The first law of robotics enunciated by Asimov says ‘A robot may not injure a human being or, through inaction, allow a human being to come to harm’. Then, we’ll be able to sleep soundly.
Robots here are intended as machines, and as such are to be used in accordance with all the manufacturer’s instructions and good application practice. I would like taking this opportunity to urge and sensitise all operators in the sector never to underestimate robots and automatic machines in general, they perform their tasks undaunted and when humans get addicted and overconfident in their operations, some unwanted event, even serious, can happen.
Letting down one’s guard or failing to give proper importance to safety is the way to increase the risk of accidents. Consistently adhere to good rules of application and never switch off safeties, even temporarily.
But the title wants to explore a various area.
- Do robots really steal jobs from humans?
- Will robots replace Homo sapiens in whole or in part?
- Can robots be trusted?
It is commonplace that the advent of machines will ruin people’s workplaces, but is this really the case?
In classic industrial applications, a robot working twenty-four hours a day replaces the work of at least three people, so would it not be better to limit its applications?
From a first and perhaps superficial analysis it seems so but let us make some considerations around the world of applied robotics.

[Complete the following]:
(1) Summarize the text on robots in two sentences.
(2) According to the text on robots, why should operators never underestimate robots and automatic machines?
The items that come next have no connection to the text on robots.

Excerpts from a dataset:
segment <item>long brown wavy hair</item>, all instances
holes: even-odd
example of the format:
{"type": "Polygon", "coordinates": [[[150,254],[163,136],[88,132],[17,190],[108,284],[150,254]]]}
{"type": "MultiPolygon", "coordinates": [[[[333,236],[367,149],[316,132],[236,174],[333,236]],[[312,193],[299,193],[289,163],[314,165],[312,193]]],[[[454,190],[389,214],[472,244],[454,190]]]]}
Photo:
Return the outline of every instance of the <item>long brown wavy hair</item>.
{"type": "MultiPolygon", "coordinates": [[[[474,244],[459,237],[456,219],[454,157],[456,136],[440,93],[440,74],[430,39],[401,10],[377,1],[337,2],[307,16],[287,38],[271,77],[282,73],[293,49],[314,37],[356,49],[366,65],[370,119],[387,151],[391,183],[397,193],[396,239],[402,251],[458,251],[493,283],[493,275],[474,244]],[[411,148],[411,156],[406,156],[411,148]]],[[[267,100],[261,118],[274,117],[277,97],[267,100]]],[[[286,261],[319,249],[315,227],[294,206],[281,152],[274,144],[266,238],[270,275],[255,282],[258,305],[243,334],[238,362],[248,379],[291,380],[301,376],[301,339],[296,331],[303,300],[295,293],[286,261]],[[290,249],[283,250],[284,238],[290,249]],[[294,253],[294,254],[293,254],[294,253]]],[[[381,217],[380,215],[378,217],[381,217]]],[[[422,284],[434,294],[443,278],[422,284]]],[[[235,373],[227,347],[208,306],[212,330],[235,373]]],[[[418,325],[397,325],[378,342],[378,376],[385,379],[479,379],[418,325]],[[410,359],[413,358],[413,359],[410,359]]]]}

[Exercise responses]:
(1) The text quotes Asimov's first law of robotics and urges operators to follow the manufacturer's instructions and never switch off safeties, because letting down one's guard raises the risk of accidents. It then asks whether robots steal jobs, could replace humans, and can be trusted, noting that a robot working around the clock replaces at least three people in classic industrial applications.

(2) Robots carry out their tasks undaunted. When humans grow addicted to and overconfident in how these machines operate, unwanted events can happen, including serious ones.